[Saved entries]
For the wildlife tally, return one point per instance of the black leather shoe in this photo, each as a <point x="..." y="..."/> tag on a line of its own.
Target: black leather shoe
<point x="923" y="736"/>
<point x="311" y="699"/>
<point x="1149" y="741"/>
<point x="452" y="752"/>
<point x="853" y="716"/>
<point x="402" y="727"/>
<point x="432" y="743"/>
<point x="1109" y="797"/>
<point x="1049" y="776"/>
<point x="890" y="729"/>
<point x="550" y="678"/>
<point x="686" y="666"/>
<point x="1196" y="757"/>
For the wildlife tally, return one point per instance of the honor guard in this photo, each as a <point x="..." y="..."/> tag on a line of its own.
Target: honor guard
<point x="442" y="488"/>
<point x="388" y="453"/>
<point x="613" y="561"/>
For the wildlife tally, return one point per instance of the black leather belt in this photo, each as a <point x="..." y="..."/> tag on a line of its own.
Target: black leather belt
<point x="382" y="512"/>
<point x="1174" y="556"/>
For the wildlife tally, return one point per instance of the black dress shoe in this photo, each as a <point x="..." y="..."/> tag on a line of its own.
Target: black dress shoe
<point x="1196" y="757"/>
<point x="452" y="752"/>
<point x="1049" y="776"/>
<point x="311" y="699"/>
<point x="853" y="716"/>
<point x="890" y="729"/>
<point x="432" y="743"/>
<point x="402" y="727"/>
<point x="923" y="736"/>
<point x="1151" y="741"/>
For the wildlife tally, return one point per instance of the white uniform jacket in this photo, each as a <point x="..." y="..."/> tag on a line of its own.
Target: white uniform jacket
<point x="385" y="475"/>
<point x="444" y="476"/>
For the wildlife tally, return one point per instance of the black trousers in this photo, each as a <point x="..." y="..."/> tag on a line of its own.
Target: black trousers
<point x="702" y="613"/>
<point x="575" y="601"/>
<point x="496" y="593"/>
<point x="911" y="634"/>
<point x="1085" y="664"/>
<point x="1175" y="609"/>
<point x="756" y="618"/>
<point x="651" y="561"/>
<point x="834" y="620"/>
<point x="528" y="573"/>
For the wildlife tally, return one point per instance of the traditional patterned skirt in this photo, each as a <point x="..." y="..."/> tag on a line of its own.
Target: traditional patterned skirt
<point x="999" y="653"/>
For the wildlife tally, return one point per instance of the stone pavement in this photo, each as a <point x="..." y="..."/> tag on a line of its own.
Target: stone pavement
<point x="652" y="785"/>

## THE PROBLEM
Could you transcribe the records in full, exactly?

## RESPONSE
For the wildlife tally, return one point per instance of the black leather shoe in this photo, each as a <point x="..." y="..."/> tag on a line of its own.
Target: black leather shoe
<point x="923" y="736"/>
<point x="311" y="699"/>
<point x="1149" y="741"/>
<point x="452" y="752"/>
<point x="853" y="716"/>
<point x="402" y="727"/>
<point x="432" y="743"/>
<point x="1109" y="797"/>
<point x="1049" y="776"/>
<point x="890" y="729"/>
<point x="550" y="678"/>
<point x="686" y="666"/>
<point x="1196" y="757"/>
For the wildlife tally, return one point per instance of the honor guard in this photo, each as a <point x="..." y="..."/> tag on a line of its own.
Target: honor guard
<point x="442" y="488"/>
<point x="388" y="453"/>
<point x="613" y="561"/>
For the wildlife tally, return one point per instance of the black leather belt in this photo, each as a <point x="..." y="..."/> tag on a line of its own.
Target: black leather belt
<point x="382" y="512"/>
<point x="1174" y="556"/>
For the wildlife tally, return one point per instance of the black dress shoe in this photo, each as a <point x="..." y="..."/> tag on a line of its own.
Target: black dress shoe
<point x="1196" y="757"/>
<point x="452" y="752"/>
<point x="1049" y="776"/>
<point x="311" y="699"/>
<point x="853" y="716"/>
<point x="890" y="729"/>
<point x="432" y="743"/>
<point x="402" y="727"/>
<point x="923" y="736"/>
<point x="1151" y="741"/>
For the wildlife tally, return one point per instance of the white uniform jacket in this photo, each as a <point x="..." y="..."/> tag on a line of its own.
Target: white uniform jacket
<point x="385" y="475"/>
<point x="444" y="476"/>
For the wildlife tally, return one point per instance of the black trousers in this photo, each as a <point x="..." y="..."/> tag on a line of its own.
Target: black trousers
<point x="702" y="613"/>
<point x="575" y="601"/>
<point x="496" y="593"/>
<point x="911" y="634"/>
<point x="1085" y="664"/>
<point x="1175" y="609"/>
<point x="756" y="618"/>
<point x="651" y="561"/>
<point x="834" y="620"/>
<point x="528" y="573"/>
For the wildlife tally, return one point per instance of the traditional patterned skirt in this photo, each as a <point x="..." y="..."/> tag on a line of its own.
Target: traditional patterned skirt
<point x="999" y="653"/>
For the wildlife tally, return one point per instance of the stone pavement in this photo, each as a <point x="..." y="..."/> tag on a line of its own.
Target: stone pavement
<point x="652" y="785"/>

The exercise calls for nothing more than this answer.